— start of Materials provided —

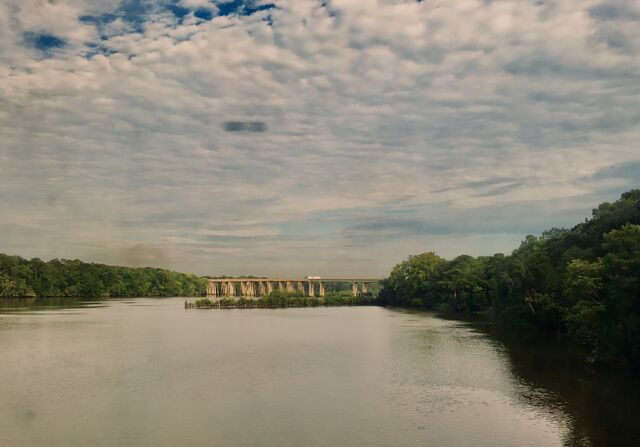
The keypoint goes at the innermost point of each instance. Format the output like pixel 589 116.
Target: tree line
pixel 73 278
pixel 583 282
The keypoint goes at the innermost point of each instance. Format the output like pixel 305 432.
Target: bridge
pixel 257 287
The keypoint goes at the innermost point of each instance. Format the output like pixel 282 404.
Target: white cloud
pixel 372 108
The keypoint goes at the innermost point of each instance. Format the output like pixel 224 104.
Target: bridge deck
pixel 297 279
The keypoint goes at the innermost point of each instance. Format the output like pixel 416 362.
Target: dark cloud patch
pixel 202 13
pixel 44 42
pixel 614 10
pixel 244 126
pixel 241 7
pixel 500 183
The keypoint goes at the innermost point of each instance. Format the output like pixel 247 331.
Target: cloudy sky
pixel 390 127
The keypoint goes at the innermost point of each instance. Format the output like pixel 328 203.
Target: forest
pixel 582 283
pixel 61 278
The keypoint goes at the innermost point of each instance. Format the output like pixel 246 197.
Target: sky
pixel 309 137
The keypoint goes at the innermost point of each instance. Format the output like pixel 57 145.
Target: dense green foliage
pixel 21 277
pixel 279 298
pixel 583 282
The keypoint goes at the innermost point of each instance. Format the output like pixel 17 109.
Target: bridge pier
pixel 256 287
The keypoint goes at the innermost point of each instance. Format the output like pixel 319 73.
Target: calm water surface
pixel 146 372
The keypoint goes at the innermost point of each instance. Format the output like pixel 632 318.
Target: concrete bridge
pixel 256 287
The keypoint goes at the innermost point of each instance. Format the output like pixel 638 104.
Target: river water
pixel 146 372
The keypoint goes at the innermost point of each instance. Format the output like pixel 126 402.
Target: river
pixel 146 372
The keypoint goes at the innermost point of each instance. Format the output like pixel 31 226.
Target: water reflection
pixel 146 372
pixel 602 406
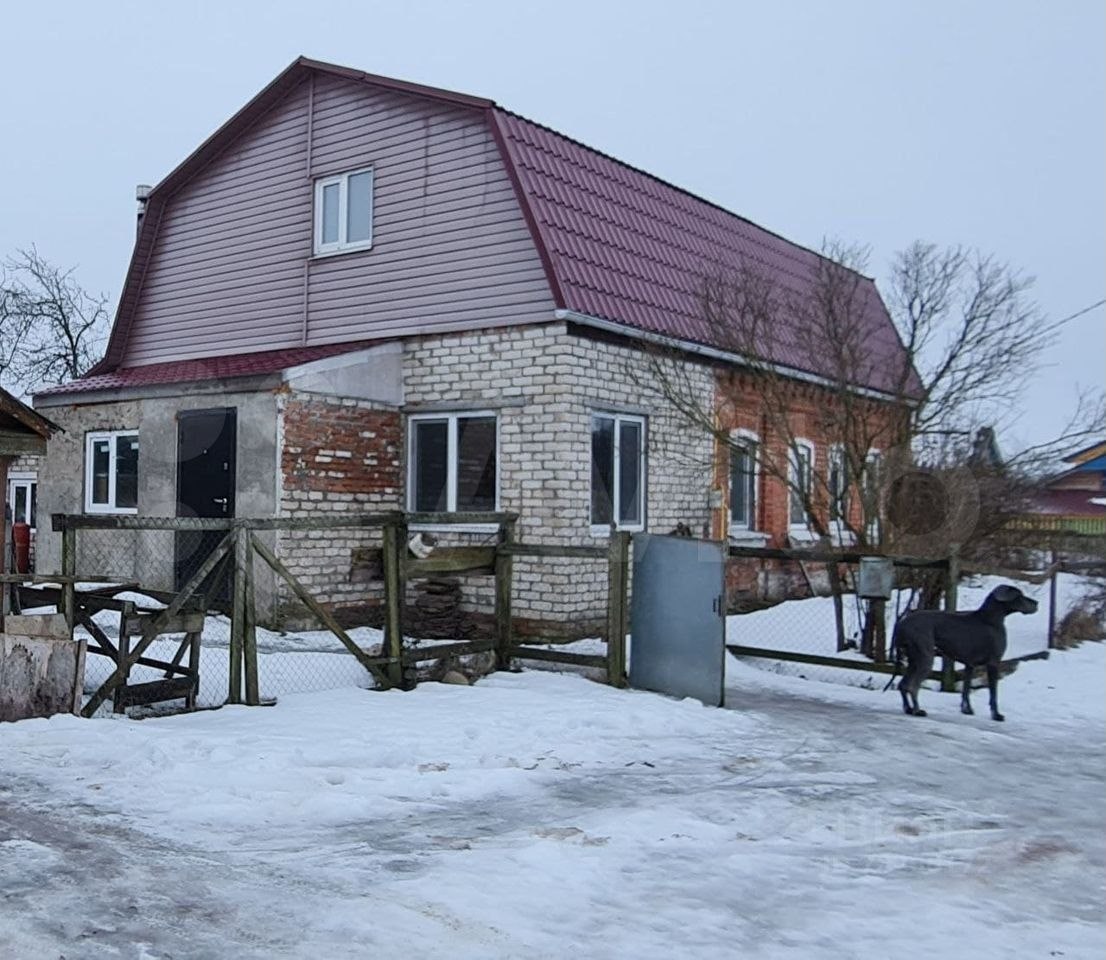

— end of Materials provided —

Could you edit the material above so that "innermost point" reads "most central point" wherever it appears, keeping everything else the same and omitting the pictures?

**Answer to this task**
The keypoint goes at the most central point of each instance. Format the output like pixel 589 116.
Target: tree line
pixel 73 278
pixel 583 282
The keypoint goes at the most central point of each instance. Format the output like pixel 305 432.
Target: bridge
pixel 257 287
The keypoint goes at the most central point of each instance. Format the output like pixel 282 404.
Target: white cloud
pixel 372 108
The keypoint goes at the most central point of each instance. Format the output like pixel 224 104.
Target: bridge deck
pixel 297 279
The keypoint goes at the most central point of each instance. Format the output like pixel 416 362.
Target: dark cloud patch
pixel 202 13
pixel 44 42
pixel 614 10
pixel 244 126
pixel 241 7
pixel 500 183
The keypoint goes at the most central point of each instance. Format the output like pixel 247 331.
Target: cloudy sky
pixel 390 127
The keypoint goes at the most central point of each instance. Format the output like pixel 328 203.
Target: forest
pixel 582 283
pixel 61 278
The keypoint goes at the most central point of each instance. Format the output like pixel 246 197.
Target: sky
pixel 309 137
The keypoint goes at the most central point of each instance. Format the output like pixel 57 145.
Target: dense green foliage
pixel 21 277
pixel 279 298
pixel 583 282
The keypoint goes at the most central point of each instance. Format the output like pixel 17 109.
Target: bridge pier
pixel 256 287
The keypoint goes at the most central point of each instance. Format the output like pixel 319 73.
Target: calm water surface
pixel 146 372
The keypoint goes at the most central point of each instance. Format the output like pixel 632 318.
Target: concrete bridge
pixel 256 287
The keypoint goes at the most central point of each instance. Format the output like pixel 638 104.
Target: river water
pixel 146 372
The keypoint goes at the most central point of each instance. Format the output like pixel 126 402.
Target: river
pixel 146 372
The keypoint goes at the most central point of each instance. Format the output like pixel 31 226.
Target: water reflection
pixel 146 372
pixel 602 406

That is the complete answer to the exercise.